• _EXERCISE_:
Please locate every line in the listing below that contains the word "glass", and copy each of those lines out in full.

PROVIDED RECORDS start

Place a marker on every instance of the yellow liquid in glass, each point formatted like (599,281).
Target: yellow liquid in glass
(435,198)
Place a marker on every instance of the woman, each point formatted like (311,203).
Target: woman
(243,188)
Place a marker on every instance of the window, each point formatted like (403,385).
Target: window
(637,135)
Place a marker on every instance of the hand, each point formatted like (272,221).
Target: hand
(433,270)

PROVIDED RECORDS end
PROVIDED RECORDS start

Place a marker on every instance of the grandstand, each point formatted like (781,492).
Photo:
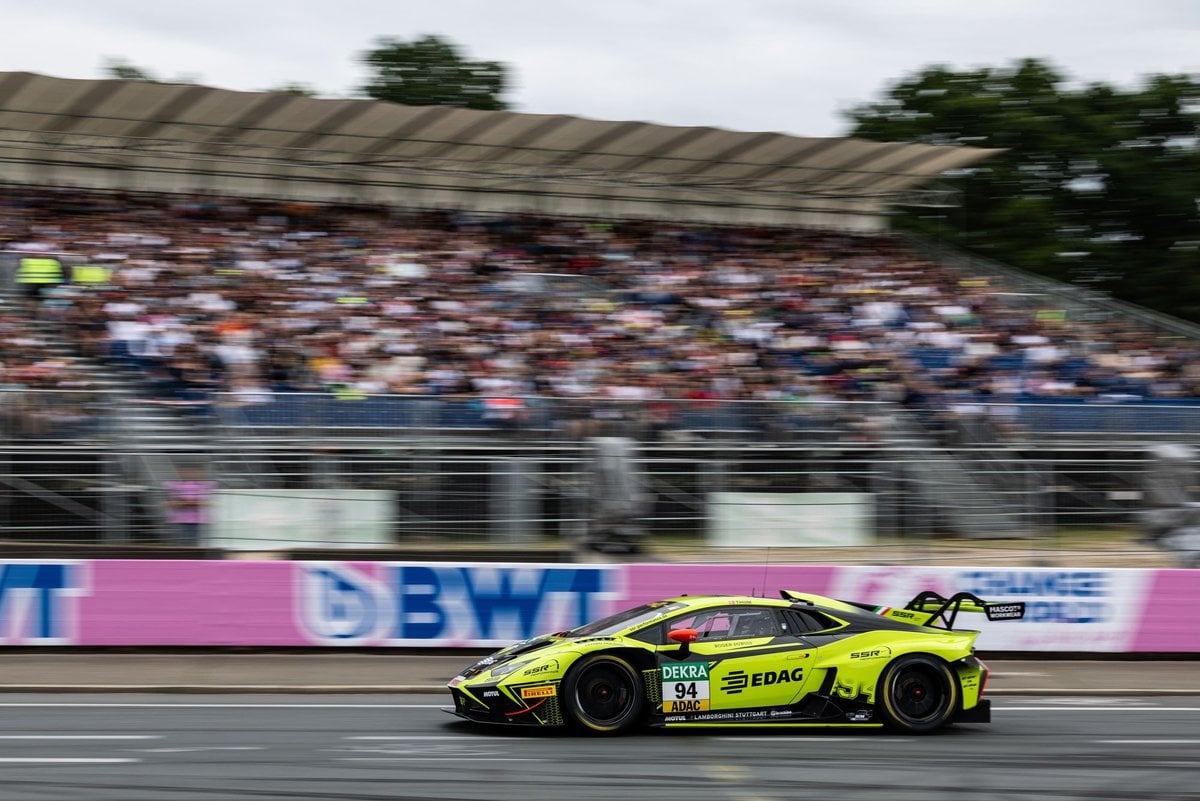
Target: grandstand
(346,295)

PROVIDED RECORDS end

• _TASK OUTPUT_:
Place a marker on every instance of the yellow liquid in glass, each point formatted like (599,281).
Target: yellow liquid in glass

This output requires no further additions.